• **PROBLEM**
In the data below, write out word for word every line from the one with "Q: For each instance of the green and" to the one with "(1020, 615)", both of those lines included. Give only those lines.

+---+

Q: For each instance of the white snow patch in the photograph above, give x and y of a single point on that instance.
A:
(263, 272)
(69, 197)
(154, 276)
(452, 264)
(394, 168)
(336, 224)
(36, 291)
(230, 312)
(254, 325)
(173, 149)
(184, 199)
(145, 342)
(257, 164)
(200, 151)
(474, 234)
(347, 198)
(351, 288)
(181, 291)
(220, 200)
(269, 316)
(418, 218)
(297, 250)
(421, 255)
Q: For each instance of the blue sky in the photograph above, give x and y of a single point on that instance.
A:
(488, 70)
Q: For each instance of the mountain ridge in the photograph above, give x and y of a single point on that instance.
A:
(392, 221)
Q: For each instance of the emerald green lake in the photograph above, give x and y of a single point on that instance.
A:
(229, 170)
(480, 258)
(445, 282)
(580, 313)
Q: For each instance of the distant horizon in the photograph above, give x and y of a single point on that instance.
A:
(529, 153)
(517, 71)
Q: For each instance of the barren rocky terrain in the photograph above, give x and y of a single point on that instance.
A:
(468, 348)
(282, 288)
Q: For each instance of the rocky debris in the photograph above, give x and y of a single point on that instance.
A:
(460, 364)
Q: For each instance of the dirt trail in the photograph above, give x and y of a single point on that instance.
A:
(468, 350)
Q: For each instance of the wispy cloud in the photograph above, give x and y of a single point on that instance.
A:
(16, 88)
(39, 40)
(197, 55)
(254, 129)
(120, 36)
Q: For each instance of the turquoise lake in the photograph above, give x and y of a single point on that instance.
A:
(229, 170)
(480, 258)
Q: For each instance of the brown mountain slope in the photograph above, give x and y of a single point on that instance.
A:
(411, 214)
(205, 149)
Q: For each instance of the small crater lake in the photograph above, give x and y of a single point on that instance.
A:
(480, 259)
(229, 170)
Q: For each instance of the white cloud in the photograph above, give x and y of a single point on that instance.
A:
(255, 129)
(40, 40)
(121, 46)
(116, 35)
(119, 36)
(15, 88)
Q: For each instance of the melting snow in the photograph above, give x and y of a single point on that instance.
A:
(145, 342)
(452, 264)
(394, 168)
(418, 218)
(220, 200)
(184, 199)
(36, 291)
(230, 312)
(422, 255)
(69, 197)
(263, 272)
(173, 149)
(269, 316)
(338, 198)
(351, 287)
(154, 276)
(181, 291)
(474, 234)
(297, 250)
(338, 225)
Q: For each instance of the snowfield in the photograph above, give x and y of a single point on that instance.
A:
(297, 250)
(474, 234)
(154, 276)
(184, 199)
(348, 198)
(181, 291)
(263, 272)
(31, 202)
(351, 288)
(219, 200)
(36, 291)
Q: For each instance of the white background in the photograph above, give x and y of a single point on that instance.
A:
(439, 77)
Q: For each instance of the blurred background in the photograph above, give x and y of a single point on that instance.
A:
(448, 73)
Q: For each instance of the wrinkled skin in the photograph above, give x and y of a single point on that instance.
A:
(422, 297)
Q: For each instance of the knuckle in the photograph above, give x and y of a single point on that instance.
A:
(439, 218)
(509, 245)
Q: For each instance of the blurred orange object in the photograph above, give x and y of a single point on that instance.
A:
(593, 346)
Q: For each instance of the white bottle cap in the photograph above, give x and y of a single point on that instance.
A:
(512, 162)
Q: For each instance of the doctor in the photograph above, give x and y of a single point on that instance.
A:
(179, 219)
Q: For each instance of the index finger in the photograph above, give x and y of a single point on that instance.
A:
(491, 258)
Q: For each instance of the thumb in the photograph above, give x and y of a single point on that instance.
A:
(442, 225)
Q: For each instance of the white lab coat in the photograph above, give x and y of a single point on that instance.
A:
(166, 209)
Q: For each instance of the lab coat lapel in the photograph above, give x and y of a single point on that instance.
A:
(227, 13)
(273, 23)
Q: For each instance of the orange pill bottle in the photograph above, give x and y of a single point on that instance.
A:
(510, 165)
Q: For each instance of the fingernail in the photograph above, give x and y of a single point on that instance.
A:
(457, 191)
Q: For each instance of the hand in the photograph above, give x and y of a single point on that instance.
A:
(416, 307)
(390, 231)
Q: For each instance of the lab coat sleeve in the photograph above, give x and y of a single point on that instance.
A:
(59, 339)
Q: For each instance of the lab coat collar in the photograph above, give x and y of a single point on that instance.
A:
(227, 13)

+---+

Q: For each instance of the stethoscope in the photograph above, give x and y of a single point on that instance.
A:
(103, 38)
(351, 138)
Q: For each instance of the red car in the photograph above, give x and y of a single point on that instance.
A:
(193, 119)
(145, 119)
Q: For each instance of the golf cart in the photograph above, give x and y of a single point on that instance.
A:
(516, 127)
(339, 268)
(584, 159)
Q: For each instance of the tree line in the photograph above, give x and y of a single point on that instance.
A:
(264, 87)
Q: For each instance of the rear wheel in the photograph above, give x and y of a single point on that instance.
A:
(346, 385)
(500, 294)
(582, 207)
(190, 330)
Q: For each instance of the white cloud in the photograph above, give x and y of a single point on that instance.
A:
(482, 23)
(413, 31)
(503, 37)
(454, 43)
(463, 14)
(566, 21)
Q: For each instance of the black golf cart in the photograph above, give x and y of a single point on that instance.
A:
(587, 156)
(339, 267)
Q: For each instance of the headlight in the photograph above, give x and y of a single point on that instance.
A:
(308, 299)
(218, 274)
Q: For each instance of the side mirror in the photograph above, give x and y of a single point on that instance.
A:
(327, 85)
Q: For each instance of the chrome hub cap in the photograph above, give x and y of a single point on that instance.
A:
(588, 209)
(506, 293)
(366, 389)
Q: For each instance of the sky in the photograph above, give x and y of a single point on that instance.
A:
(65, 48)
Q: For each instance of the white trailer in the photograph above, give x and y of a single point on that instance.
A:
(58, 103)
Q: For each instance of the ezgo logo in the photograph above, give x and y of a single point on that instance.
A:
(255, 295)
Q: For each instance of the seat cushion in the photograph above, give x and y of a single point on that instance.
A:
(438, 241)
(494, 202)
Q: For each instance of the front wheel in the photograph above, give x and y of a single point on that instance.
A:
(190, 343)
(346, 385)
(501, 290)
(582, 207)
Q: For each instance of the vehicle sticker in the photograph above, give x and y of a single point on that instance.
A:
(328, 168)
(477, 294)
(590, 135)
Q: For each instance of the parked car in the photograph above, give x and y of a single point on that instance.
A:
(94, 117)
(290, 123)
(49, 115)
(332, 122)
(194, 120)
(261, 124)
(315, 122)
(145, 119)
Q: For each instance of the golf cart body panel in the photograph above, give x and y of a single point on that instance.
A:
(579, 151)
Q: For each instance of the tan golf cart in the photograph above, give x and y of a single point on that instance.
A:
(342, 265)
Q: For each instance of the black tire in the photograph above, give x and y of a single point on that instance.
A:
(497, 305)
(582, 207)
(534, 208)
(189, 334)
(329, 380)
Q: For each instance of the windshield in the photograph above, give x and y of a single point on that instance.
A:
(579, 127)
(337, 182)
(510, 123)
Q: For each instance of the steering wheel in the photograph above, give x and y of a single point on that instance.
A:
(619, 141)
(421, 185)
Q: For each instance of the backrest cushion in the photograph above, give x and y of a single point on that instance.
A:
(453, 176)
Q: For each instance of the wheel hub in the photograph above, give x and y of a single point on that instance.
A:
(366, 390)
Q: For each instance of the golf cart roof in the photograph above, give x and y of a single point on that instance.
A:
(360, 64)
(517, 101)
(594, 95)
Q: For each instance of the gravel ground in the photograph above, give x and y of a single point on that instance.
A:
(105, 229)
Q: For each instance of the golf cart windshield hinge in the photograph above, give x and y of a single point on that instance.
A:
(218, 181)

+---+

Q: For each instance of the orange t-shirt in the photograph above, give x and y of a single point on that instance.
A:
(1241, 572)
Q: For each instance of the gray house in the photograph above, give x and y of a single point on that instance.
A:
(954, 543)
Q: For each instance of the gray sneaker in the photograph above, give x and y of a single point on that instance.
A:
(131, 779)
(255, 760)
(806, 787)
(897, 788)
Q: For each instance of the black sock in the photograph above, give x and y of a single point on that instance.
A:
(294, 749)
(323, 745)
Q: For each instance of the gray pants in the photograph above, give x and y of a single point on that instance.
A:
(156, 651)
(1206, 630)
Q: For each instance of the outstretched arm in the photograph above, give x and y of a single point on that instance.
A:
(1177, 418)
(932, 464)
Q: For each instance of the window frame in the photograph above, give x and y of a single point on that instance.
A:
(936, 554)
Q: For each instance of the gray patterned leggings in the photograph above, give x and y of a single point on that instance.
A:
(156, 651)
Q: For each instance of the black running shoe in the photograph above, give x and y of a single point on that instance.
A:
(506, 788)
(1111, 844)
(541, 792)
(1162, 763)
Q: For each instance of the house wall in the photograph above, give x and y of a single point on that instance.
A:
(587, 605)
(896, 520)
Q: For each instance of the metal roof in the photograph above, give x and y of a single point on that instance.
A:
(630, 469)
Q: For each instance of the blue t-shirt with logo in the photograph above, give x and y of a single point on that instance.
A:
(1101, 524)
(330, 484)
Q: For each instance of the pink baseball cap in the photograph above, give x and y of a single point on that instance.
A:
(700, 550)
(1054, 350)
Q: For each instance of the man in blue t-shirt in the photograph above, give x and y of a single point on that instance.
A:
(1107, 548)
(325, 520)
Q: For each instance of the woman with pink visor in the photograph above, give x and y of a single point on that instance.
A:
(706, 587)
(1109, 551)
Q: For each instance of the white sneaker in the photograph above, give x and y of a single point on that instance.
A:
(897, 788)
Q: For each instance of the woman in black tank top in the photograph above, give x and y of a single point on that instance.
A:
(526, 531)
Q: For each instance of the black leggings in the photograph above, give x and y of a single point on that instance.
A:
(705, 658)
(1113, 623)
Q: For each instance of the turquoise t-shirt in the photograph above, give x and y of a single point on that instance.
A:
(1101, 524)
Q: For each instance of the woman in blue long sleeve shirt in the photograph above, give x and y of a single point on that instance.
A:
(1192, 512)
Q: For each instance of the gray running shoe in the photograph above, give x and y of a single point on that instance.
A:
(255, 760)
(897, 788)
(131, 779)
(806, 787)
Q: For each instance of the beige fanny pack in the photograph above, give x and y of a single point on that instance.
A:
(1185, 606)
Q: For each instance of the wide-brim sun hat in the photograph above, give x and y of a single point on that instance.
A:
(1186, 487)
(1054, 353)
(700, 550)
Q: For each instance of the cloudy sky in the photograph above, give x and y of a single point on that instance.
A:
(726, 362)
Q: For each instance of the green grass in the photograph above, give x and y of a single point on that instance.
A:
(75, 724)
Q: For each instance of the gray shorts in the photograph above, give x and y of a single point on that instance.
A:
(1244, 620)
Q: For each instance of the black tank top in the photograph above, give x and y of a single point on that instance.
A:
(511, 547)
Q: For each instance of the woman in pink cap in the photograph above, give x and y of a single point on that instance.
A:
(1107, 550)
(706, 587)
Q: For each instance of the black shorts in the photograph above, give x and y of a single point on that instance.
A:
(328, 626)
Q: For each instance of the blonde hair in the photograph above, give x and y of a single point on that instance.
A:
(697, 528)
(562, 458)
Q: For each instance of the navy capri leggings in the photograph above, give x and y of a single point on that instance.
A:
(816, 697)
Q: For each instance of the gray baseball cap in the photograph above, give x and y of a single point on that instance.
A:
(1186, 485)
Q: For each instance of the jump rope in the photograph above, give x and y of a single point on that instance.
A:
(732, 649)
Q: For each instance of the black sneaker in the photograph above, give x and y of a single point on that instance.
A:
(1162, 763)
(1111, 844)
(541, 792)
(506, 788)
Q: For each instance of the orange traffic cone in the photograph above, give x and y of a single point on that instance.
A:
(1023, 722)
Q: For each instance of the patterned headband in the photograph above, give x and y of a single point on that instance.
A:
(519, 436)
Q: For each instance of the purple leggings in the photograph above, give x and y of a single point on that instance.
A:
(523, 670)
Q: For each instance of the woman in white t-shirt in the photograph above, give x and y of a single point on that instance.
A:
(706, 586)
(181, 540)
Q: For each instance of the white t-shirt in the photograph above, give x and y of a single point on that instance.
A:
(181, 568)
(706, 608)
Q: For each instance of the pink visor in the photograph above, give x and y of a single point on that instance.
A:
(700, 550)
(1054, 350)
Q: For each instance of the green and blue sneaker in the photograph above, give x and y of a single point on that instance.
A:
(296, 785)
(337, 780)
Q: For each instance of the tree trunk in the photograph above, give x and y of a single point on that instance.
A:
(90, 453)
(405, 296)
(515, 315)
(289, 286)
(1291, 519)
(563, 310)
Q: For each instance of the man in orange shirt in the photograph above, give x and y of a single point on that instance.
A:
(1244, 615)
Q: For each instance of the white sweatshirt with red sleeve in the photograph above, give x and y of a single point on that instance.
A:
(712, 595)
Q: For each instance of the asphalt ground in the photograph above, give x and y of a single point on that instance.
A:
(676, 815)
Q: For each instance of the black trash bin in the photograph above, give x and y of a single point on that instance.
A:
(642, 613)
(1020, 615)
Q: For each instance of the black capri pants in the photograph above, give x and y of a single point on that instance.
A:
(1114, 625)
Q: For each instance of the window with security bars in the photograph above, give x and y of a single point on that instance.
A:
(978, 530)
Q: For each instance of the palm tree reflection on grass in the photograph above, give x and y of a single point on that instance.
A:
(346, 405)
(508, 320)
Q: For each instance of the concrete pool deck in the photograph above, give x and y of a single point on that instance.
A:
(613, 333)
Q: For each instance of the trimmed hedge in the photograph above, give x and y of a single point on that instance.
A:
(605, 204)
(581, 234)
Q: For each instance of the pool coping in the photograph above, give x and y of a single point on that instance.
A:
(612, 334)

+---+

• **TASK RESPONSE**
Q: For each instance of the green and blue sneaker in the photograph above, give x and y of a single point on that instance.
A:
(296, 785)
(337, 780)
Q: For each instance of the tree trunk in the photograph above, give x and y of a single point on that instance.
A:
(90, 453)
(405, 296)
(515, 315)
(289, 286)
(1291, 519)
(563, 310)
Q: For each instance of the man in orange shirt in the photograph above, give x and y of a single point on that instance.
A:
(1244, 615)
Q: For each instance of the white sweatshirt with red sleeve in the photograph above, give x and y of a single point on that instance.
A:
(712, 595)
Q: For each instance of the asphalt ground in the photograph above, give x and y of a single point on that instance.
A:
(676, 815)
Q: For each instance of the black trash bin in the photograph above, give x and y of a single point on that instance.
A:
(642, 613)
(1020, 615)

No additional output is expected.